***** EXERCISE DATA *****
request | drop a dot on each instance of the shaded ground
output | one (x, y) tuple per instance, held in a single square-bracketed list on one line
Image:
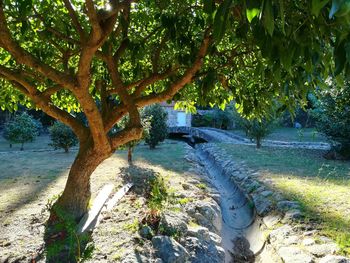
[(41, 142), (291, 135), (321, 186), (30, 179)]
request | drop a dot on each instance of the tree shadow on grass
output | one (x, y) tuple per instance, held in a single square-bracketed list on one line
[(327, 221), (168, 155), (63, 244), (24, 177)]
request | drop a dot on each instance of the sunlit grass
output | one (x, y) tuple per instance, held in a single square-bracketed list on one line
[(291, 134), (321, 186)]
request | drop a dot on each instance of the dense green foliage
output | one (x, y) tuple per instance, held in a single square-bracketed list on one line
[(62, 137), (145, 121), (157, 117), (217, 118), (333, 119), (277, 49), (258, 129), (21, 129)]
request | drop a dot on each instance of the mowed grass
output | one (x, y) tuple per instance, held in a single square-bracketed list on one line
[(41, 142), (291, 135), (321, 186), (28, 178)]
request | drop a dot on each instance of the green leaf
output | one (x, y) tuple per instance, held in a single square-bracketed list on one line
[(347, 51), (208, 6), (251, 13), (282, 15), (335, 7), (220, 20), (317, 5), (339, 58), (268, 18)]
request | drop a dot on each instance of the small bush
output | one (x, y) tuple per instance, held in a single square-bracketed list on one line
[(333, 120), (158, 128), (62, 137), (23, 128), (122, 124)]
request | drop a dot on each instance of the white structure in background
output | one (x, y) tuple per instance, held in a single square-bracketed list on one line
[(177, 118)]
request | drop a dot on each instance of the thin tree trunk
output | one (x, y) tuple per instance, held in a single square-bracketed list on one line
[(130, 149), (258, 142), (75, 198)]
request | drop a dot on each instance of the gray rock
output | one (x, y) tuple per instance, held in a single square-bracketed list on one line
[(287, 205), (271, 220), (292, 214), (291, 240), (262, 204), (308, 242), (241, 251), (169, 250), (334, 259), (266, 193), (320, 250), (135, 257), (215, 238), (173, 222), (294, 255), (202, 233), (146, 232), (206, 213), (202, 251), (280, 234)]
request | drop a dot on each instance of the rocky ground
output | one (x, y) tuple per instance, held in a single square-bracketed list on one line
[(289, 239), (187, 231)]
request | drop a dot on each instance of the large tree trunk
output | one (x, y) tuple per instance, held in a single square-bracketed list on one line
[(77, 193)]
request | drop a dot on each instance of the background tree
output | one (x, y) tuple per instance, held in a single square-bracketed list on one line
[(62, 137), (21, 129), (158, 128), (257, 130), (145, 121), (64, 56), (333, 120)]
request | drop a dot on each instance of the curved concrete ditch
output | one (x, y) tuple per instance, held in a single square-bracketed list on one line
[(239, 218)]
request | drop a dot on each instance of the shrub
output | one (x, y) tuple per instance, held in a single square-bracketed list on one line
[(158, 128), (215, 118), (258, 129), (333, 120), (62, 137), (132, 144), (23, 128)]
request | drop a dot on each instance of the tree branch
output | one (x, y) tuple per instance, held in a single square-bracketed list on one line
[(44, 103), (185, 79), (125, 136), (75, 20), (23, 57)]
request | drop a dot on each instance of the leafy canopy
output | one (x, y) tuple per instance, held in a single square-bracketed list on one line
[(259, 53), (23, 128)]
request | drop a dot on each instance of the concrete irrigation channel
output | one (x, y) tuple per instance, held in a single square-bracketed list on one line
[(239, 220)]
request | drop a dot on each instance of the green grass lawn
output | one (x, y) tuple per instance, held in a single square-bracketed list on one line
[(291, 134), (41, 142), (321, 186), (26, 176)]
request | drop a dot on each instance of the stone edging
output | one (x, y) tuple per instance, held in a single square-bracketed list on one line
[(286, 239)]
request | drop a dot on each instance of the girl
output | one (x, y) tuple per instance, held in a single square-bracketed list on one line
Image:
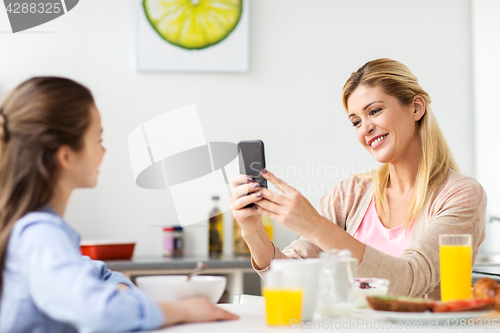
[(50, 144)]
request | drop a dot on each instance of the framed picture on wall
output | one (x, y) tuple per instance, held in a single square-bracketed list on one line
[(192, 35)]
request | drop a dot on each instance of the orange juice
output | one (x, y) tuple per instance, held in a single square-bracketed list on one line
[(456, 271), (282, 305)]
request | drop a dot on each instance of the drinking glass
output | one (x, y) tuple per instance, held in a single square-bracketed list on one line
[(455, 256), (283, 294)]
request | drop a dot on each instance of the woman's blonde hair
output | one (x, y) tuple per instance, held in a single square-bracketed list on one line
[(437, 160)]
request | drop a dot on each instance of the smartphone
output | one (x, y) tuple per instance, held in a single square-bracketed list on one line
[(252, 160)]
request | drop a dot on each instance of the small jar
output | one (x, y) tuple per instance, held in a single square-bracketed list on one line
[(173, 241)]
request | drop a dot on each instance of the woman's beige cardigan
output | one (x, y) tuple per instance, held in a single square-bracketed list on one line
[(457, 207)]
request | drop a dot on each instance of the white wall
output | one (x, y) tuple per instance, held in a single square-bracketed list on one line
[(302, 51), (486, 46)]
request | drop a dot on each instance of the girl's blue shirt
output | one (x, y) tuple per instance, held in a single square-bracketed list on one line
[(48, 286)]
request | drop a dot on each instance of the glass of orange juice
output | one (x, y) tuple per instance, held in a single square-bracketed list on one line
[(455, 256), (283, 293)]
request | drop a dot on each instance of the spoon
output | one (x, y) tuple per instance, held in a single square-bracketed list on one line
[(200, 266)]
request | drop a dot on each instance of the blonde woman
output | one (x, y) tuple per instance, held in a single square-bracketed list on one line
[(391, 217)]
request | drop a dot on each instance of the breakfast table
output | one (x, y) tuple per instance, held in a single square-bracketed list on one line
[(252, 320)]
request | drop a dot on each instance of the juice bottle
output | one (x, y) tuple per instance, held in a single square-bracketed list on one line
[(215, 230)]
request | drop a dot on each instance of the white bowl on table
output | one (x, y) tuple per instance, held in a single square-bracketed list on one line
[(171, 288)]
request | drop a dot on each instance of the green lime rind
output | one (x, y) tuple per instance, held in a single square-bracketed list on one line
[(191, 48)]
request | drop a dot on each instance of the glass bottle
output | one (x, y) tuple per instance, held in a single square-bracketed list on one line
[(215, 230)]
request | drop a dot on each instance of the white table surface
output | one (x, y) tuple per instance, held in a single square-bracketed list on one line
[(252, 320)]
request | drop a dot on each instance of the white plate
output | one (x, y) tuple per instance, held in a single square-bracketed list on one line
[(427, 317)]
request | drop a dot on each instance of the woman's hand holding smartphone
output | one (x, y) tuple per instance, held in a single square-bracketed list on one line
[(246, 192)]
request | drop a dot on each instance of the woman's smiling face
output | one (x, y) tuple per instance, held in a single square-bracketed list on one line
[(387, 129)]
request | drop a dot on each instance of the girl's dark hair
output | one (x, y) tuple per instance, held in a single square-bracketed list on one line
[(36, 118)]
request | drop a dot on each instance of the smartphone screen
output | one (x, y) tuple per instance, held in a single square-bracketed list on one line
[(252, 160)]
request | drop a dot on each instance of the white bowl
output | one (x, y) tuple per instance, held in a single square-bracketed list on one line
[(171, 288)]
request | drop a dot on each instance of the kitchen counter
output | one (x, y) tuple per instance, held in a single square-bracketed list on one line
[(181, 263), (232, 267), (252, 320)]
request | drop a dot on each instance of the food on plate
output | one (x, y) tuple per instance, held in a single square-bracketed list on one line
[(464, 305), (399, 304), (486, 288), (408, 304)]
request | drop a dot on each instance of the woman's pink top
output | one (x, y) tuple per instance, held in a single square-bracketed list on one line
[(372, 232)]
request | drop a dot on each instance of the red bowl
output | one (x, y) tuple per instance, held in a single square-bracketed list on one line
[(107, 250)]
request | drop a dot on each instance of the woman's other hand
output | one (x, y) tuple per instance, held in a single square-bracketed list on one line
[(248, 218), (192, 310), (292, 210)]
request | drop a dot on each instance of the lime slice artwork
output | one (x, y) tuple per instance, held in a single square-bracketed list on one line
[(193, 24)]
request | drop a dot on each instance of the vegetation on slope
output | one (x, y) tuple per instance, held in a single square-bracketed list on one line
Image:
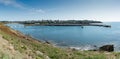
[(29, 48)]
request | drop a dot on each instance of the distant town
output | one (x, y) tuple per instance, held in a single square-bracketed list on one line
[(59, 23)]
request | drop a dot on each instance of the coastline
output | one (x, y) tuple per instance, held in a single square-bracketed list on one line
[(47, 51)]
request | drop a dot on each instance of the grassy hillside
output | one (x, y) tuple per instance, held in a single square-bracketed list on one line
[(15, 45)]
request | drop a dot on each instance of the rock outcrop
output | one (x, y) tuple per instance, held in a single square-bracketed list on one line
[(108, 48)]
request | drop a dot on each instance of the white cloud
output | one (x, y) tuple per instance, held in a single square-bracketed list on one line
[(36, 11), (13, 3)]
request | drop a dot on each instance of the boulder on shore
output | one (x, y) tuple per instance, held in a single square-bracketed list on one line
[(109, 48)]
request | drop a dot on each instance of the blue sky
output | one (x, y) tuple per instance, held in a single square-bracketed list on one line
[(102, 10)]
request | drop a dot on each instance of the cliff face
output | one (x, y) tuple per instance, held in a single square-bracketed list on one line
[(14, 45)]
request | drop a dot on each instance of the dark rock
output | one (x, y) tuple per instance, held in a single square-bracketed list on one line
[(109, 48)]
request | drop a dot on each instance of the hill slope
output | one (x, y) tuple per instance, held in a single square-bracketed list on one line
[(14, 45)]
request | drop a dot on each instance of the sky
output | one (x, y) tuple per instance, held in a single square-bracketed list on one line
[(100, 10)]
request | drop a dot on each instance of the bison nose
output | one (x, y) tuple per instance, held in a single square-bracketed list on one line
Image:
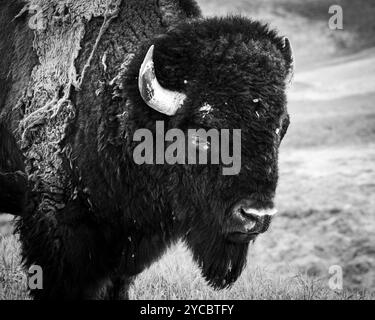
[(249, 219)]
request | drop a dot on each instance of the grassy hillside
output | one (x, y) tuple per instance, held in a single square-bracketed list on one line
[(305, 22)]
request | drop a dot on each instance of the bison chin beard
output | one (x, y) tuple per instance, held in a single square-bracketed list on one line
[(221, 261)]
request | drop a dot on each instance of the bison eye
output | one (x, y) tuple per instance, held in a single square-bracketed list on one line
[(200, 142)]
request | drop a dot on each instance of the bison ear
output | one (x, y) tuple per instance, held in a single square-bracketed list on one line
[(158, 98), (289, 56)]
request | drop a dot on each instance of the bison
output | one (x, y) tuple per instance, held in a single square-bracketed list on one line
[(97, 218)]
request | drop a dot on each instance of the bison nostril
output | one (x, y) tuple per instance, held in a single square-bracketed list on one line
[(248, 215), (251, 220)]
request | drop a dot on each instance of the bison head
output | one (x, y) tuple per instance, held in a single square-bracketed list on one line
[(218, 74)]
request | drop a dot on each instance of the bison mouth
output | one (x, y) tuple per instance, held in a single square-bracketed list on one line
[(248, 219), (221, 253)]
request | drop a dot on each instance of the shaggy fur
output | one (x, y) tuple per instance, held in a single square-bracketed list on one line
[(119, 217), (13, 182)]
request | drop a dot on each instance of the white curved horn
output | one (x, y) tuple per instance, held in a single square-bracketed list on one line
[(158, 98), (287, 47)]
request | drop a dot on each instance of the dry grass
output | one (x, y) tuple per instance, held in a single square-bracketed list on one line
[(176, 277)]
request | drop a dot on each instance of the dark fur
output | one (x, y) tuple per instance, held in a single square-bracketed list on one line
[(13, 182), (120, 217)]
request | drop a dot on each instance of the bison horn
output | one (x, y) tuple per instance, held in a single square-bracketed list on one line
[(288, 50), (158, 98)]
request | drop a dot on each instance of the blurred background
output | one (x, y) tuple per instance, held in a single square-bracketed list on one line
[(326, 195)]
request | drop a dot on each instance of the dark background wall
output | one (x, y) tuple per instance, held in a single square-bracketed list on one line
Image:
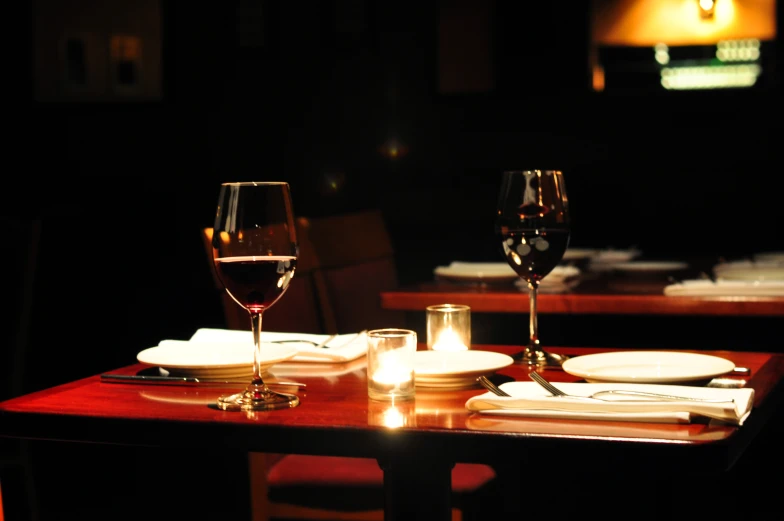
[(123, 189)]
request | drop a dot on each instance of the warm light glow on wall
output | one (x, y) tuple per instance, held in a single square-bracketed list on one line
[(678, 22)]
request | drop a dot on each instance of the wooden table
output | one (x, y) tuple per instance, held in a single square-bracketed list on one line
[(336, 418), (600, 297)]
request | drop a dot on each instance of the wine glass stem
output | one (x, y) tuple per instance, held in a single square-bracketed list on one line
[(255, 323), (533, 325)]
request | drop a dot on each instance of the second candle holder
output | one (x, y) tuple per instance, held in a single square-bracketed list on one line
[(449, 327)]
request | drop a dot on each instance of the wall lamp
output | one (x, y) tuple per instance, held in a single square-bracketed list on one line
[(707, 8)]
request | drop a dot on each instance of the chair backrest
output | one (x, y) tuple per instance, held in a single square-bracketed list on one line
[(357, 261), (299, 310)]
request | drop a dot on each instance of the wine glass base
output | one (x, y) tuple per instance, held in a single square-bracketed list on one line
[(257, 400)]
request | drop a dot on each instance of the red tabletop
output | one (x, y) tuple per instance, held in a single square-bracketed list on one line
[(416, 450)]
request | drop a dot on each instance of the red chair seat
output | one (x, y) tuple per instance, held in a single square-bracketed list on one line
[(350, 483)]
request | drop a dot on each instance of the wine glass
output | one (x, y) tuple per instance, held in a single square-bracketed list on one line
[(532, 224), (254, 249)]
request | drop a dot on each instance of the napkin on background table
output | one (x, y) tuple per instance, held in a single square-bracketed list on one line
[(725, 288), (531, 400), (343, 348)]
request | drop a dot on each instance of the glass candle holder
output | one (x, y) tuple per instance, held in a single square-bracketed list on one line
[(392, 414), (449, 327), (390, 364)]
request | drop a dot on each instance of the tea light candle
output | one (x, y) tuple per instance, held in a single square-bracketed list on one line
[(391, 373), (448, 340), (391, 364), (449, 327)]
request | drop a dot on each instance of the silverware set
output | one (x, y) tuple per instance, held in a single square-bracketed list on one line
[(558, 393)]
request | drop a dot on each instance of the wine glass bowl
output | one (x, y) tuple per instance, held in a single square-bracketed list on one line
[(533, 226), (254, 246)]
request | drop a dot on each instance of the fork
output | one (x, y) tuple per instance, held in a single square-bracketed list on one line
[(536, 377), (493, 388)]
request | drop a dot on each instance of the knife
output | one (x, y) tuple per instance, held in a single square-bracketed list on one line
[(182, 380)]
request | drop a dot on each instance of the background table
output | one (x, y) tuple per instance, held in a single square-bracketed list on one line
[(336, 418)]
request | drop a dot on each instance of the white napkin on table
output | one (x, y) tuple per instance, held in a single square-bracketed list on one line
[(725, 288), (531, 400), (342, 348)]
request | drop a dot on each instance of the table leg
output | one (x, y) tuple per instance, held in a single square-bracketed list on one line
[(417, 487)]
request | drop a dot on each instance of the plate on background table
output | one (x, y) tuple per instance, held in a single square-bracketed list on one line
[(456, 369), (577, 254), (650, 266), (769, 256), (647, 367), (750, 270), (212, 360), (492, 272)]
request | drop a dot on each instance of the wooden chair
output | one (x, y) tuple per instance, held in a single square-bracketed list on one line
[(352, 262), (357, 260)]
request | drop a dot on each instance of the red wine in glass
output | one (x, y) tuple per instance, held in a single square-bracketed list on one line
[(534, 253), (254, 245), (532, 223), (256, 283)]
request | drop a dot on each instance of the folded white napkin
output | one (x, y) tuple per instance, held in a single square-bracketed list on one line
[(725, 288), (342, 348), (531, 400)]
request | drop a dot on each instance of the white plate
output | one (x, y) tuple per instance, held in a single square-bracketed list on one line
[(650, 266), (725, 288), (749, 270), (210, 360), (456, 369), (573, 254), (477, 271), (647, 367), (613, 255), (770, 256)]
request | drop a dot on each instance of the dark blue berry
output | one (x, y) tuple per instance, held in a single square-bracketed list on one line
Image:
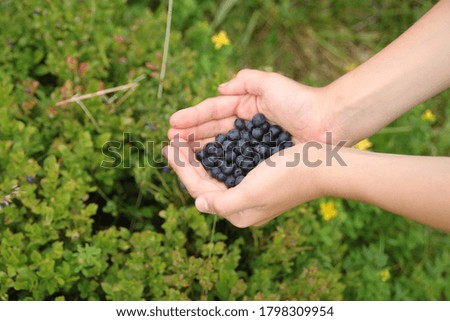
[(267, 139), (247, 164), (230, 182), (199, 155), (239, 124), (245, 135), (275, 130), (166, 169), (221, 177), (213, 149), (227, 169), (215, 171), (265, 127), (283, 137), (257, 133), (234, 134), (238, 180), (220, 138), (258, 119), (209, 162), (257, 159), (238, 172), (228, 145), (264, 151), (248, 151), (230, 156), (274, 150), (286, 145)]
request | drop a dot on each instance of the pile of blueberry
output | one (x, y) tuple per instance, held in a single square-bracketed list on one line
[(236, 153)]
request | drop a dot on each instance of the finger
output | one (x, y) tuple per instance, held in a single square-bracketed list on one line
[(210, 109), (234, 204), (202, 131), (200, 144), (247, 81), (190, 172)]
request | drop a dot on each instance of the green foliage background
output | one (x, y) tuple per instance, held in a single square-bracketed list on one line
[(79, 231)]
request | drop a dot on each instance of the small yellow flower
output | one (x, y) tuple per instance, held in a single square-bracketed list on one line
[(428, 116), (349, 67), (221, 39), (328, 210), (364, 144), (385, 275)]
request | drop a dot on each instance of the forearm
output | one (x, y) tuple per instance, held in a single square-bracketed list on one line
[(415, 187), (413, 68)]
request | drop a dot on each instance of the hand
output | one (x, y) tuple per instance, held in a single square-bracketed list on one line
[(274, 186), (297, 108)]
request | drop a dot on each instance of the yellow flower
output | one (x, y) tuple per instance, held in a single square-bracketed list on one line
[(385, 275), (221, 39), (428, 116), (349, 67), (328, 210), (364, 144)]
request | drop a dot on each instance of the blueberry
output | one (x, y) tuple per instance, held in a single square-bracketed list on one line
[(283, 137), (230, 156), (238, 180), (267, 139), (254, 142), (165, 169), (242, 143), (221, 177), (234, 134), (230, 182), (264, 151), (245, 135), (199, 155), (274, 150), (257, 159), (247, 164), (258, 119), (220, 138), (286, 145), (228, 145), (227, 169), (275, 130), (215, 171), (213, 149), (209, 162), (239, 124), (248, 151), (257, 133), (238, 172)]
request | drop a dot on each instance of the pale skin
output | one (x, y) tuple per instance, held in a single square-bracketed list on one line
[(413, 68)]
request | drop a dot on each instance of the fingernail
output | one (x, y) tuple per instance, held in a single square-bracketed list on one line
[(164, 151), (202, 205)]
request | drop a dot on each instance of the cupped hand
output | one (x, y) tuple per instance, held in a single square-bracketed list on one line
[(299, 109), (274, 186)]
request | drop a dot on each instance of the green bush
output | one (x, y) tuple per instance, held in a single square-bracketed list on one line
[(72, 229)]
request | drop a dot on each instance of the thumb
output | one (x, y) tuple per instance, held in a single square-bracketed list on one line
[(247, 81), (223, 203)]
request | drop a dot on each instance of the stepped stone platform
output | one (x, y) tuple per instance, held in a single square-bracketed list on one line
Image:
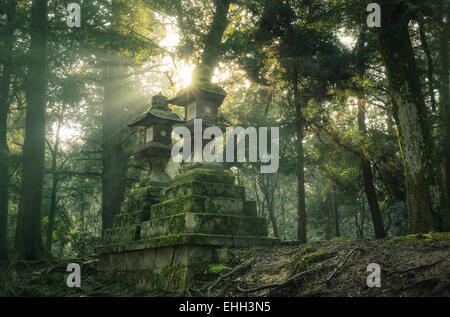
*****
*EXERCISE BRIEF*. Across all the records above, how many lines hold the word "light"? Answer with only that number.

*ANSWER SPACE*. 2